Source data.

↓↓↓

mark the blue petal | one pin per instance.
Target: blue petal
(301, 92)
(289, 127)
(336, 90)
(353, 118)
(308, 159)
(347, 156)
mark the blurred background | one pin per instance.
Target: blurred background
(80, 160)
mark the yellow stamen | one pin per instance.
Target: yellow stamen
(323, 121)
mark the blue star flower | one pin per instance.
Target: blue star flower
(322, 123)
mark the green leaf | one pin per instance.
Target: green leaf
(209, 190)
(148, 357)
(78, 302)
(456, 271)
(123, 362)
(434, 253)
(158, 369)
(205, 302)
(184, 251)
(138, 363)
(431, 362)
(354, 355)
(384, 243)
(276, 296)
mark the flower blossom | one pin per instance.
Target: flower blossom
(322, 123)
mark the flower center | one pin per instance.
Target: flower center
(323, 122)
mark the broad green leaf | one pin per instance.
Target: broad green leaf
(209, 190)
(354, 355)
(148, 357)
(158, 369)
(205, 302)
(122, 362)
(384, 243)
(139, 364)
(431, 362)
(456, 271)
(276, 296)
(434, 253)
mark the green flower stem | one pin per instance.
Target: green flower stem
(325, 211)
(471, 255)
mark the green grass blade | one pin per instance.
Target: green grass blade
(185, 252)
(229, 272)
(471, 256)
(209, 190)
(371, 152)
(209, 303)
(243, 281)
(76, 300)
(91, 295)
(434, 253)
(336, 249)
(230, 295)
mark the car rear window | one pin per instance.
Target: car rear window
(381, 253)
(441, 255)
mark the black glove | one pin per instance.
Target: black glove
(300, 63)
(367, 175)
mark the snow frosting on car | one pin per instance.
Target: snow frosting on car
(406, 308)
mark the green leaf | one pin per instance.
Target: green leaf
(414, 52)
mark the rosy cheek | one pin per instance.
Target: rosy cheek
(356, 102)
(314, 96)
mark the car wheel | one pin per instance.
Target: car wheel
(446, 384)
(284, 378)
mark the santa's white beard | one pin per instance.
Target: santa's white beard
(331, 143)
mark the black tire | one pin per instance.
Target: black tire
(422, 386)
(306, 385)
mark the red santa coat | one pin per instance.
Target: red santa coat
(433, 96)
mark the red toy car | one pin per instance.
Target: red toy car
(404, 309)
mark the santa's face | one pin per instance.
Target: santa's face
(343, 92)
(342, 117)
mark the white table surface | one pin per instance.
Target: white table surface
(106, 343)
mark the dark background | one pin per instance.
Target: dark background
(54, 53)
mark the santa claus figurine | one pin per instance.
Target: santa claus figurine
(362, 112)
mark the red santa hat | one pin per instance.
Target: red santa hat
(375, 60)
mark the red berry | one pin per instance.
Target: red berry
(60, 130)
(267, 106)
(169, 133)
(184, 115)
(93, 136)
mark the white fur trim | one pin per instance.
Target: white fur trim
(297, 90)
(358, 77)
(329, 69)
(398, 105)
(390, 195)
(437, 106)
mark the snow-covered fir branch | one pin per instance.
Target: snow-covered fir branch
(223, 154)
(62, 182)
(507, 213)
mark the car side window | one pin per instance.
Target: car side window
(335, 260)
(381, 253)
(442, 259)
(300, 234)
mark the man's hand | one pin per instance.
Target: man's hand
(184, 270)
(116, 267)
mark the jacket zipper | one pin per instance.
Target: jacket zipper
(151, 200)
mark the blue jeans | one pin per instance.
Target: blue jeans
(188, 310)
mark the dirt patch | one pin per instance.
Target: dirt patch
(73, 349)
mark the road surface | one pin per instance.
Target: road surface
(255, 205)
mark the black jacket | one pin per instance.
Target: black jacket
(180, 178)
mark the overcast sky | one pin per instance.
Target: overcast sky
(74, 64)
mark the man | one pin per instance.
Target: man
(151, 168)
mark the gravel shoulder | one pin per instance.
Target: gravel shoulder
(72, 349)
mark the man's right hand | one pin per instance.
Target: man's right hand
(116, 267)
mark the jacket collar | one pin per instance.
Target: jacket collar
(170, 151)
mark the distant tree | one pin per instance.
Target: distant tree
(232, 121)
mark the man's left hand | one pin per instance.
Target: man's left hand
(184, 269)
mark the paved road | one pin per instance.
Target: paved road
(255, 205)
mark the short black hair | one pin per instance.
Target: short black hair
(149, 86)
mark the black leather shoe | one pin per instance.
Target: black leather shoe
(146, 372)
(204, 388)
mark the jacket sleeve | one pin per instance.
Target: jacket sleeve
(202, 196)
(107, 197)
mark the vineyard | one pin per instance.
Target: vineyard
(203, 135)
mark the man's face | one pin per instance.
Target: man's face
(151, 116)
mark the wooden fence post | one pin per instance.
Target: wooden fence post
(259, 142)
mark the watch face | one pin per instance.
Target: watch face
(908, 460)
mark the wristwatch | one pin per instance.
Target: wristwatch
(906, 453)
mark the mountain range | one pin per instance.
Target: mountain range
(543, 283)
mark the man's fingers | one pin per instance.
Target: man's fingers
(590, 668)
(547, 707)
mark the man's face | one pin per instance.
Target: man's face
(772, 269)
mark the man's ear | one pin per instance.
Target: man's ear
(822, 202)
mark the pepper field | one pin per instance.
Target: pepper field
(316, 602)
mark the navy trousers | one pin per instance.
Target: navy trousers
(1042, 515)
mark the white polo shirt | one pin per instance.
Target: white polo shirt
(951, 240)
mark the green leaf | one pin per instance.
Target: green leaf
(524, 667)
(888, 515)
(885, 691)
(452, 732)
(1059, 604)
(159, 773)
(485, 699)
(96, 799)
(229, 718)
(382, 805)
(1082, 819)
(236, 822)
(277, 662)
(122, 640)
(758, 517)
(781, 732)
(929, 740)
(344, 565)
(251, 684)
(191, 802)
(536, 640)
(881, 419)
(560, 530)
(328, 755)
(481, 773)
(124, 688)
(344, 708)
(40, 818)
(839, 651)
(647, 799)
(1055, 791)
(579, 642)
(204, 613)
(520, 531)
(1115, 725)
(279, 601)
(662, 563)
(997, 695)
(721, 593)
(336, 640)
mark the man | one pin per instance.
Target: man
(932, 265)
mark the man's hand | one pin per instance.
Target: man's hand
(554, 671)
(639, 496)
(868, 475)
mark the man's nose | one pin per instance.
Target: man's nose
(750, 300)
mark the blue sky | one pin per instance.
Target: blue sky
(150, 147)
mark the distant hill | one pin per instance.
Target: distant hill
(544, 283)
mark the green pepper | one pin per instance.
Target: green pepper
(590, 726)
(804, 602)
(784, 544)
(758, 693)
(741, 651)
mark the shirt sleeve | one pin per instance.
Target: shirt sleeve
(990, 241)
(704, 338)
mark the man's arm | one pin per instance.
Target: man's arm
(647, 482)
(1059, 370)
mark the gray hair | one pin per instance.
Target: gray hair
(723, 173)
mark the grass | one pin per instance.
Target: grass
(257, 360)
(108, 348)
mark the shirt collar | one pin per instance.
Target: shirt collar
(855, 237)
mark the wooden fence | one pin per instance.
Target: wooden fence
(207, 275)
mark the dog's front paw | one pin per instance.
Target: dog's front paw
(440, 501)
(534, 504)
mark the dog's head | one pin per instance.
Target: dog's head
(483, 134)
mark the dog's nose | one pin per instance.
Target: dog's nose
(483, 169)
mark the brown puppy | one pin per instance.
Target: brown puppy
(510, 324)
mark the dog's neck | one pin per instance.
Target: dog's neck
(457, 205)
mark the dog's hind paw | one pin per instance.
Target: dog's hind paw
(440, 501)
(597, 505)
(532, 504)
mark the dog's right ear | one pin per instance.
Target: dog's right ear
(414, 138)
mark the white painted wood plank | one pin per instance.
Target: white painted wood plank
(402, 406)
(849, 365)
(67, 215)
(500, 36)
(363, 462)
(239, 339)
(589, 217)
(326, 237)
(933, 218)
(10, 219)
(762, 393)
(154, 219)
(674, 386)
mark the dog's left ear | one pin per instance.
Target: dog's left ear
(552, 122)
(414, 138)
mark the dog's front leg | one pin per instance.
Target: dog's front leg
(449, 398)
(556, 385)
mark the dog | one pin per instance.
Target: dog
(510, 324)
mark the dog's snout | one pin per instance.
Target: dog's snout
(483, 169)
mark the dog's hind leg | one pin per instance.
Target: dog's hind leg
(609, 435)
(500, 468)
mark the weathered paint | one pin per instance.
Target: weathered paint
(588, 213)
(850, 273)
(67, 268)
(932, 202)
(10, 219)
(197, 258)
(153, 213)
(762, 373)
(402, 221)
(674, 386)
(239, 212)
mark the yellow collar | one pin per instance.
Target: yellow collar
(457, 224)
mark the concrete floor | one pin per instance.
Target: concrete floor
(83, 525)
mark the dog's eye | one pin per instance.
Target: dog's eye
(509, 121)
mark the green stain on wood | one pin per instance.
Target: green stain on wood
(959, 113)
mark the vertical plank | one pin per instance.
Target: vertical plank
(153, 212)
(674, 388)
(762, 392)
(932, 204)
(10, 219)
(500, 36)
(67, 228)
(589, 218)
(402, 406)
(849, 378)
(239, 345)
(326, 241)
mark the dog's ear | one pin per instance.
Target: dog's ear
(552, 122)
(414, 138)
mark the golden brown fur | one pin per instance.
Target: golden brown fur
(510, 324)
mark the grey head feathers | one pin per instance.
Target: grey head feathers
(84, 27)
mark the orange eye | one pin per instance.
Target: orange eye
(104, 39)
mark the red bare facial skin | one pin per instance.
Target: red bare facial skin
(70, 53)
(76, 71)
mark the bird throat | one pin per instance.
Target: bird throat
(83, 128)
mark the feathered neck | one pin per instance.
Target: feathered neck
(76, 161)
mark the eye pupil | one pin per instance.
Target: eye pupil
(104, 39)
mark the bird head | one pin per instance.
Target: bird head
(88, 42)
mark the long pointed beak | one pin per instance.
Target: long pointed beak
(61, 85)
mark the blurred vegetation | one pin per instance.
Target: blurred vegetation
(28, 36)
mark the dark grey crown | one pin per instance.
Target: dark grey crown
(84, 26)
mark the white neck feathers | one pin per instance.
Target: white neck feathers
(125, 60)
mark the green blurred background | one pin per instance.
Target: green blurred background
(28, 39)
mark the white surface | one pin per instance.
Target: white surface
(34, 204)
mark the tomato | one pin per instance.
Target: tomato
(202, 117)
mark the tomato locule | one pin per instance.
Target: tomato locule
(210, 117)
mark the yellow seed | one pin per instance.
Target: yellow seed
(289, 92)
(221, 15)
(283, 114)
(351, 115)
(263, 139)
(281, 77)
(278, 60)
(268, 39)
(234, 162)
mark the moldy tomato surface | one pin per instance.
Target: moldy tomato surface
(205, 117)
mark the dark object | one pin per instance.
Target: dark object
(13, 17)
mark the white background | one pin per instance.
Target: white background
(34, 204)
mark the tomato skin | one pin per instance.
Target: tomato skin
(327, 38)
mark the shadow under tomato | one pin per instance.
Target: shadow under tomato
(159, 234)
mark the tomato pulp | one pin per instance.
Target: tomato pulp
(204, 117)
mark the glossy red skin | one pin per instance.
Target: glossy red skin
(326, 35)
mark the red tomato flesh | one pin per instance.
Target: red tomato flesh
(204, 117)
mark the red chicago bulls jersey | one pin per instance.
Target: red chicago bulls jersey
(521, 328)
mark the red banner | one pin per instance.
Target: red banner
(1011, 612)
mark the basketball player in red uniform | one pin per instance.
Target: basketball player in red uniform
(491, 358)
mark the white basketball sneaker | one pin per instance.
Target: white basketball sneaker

↑↑↑

Problem description. Across the records, count each line that holds the string "sneaker". Respond with the number only.

Exercise output. 2